◆ Problem description:
Everything from the line containing "of the woman's" through the last line of the listing below should be returned exactly, except for pictures.

[[ Provided records open ]]

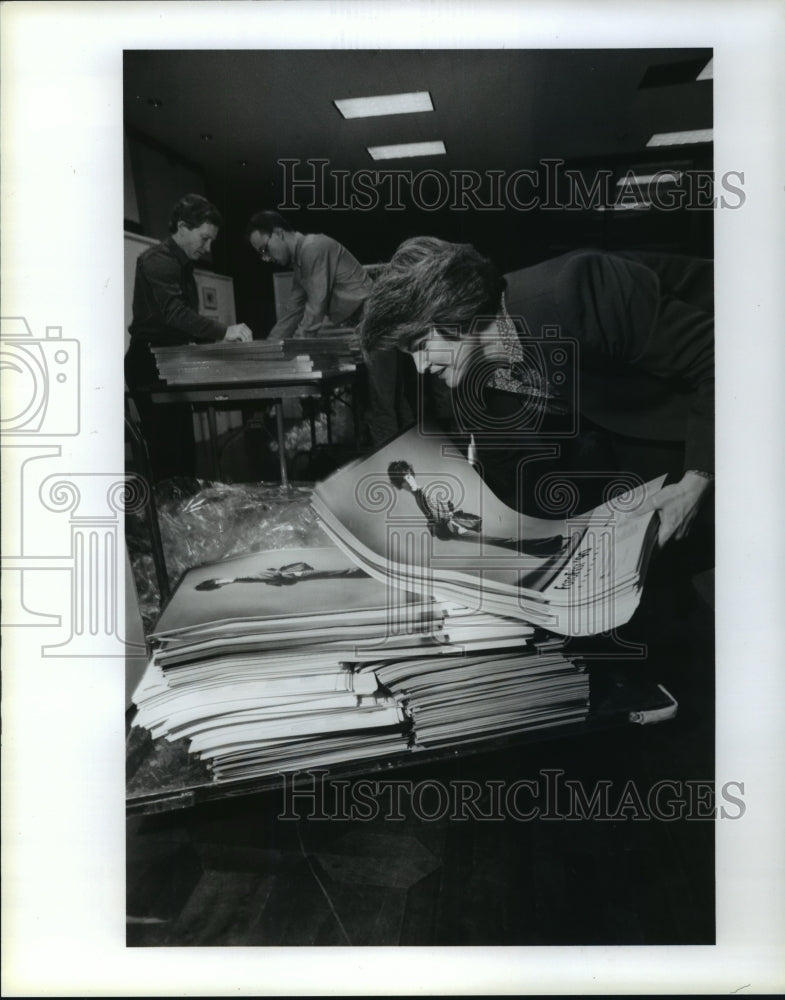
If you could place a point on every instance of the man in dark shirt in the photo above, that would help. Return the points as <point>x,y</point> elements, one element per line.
<point>166,312</point>
<point>329,288</point>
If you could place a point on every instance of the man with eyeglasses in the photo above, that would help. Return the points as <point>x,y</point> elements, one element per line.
<point>329,289</point>
<point>329,285</point>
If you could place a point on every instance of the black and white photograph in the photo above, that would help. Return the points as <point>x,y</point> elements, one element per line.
<point>385,499</point>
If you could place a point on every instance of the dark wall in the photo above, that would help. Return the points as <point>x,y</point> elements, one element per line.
<point>512,238</point>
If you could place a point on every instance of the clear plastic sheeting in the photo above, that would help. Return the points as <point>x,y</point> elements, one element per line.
<point>203,522</point>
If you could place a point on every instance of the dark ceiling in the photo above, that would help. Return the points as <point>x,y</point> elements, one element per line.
<point>494,109</point>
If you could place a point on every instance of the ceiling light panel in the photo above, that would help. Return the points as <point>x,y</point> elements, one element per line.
<point>405,149</point>
<point>681,138</point>
<point>385,104</point>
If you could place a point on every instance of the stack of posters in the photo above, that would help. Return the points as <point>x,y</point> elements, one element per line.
<point>417,512</point>
<point>296,658</point>
<point>259,360</point>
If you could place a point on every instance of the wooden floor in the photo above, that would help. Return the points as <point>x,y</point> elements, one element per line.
<point>236,873</point>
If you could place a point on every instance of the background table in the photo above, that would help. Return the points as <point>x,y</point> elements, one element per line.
<point>212,396</point>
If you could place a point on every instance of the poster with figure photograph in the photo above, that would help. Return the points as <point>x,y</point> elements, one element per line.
<point>528,217</point>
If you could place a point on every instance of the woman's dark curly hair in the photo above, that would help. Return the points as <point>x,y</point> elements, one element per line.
<point>429,283</point>
<point>397,471</point>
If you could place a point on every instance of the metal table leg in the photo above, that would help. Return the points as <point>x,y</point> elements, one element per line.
<point>281,442</point>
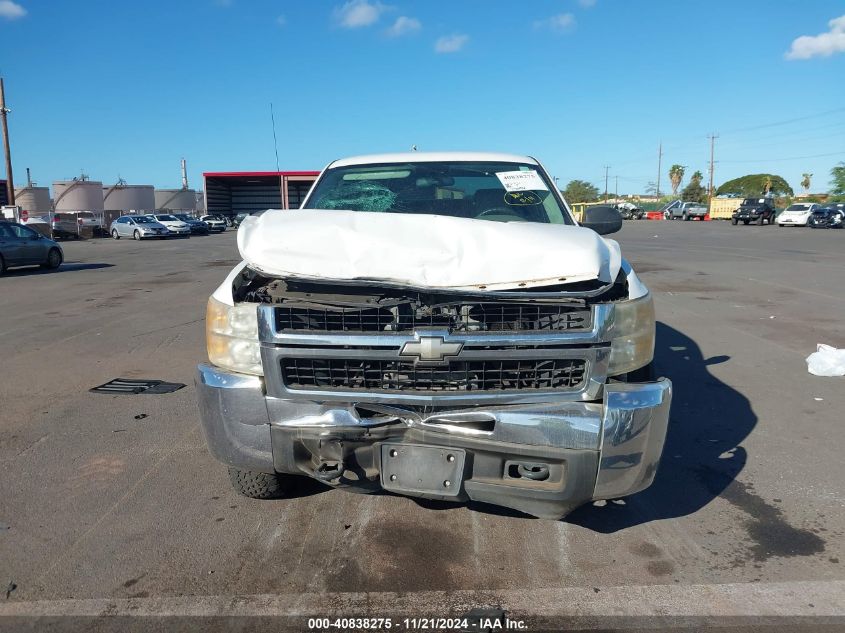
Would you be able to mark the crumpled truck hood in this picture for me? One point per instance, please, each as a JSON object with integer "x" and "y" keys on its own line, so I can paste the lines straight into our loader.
{"x": 425, "y": 251}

[[ Provided records closed ]]

◆ Written reply:
If you could place a point on every instance of the woman's dark curly hair in the photo above, that would help. Return the points as <point>x,y</point> elements, one element per line.
<point>429,283</point>
<point>397,471</point>
If you could place a point on every instance of the metal table leg in the photo above, that would help. Return the points as <point>x,y</point> elements, one element per line.
<point>281,442</point>
Would you be able to mark the crumpled truck hood in this picture for me? One point per instance, please, each as a JSON object with integer "x" and "y" keys on its own line, so I can paste the lines straight into our loader.
{"x": 425, "y": 251}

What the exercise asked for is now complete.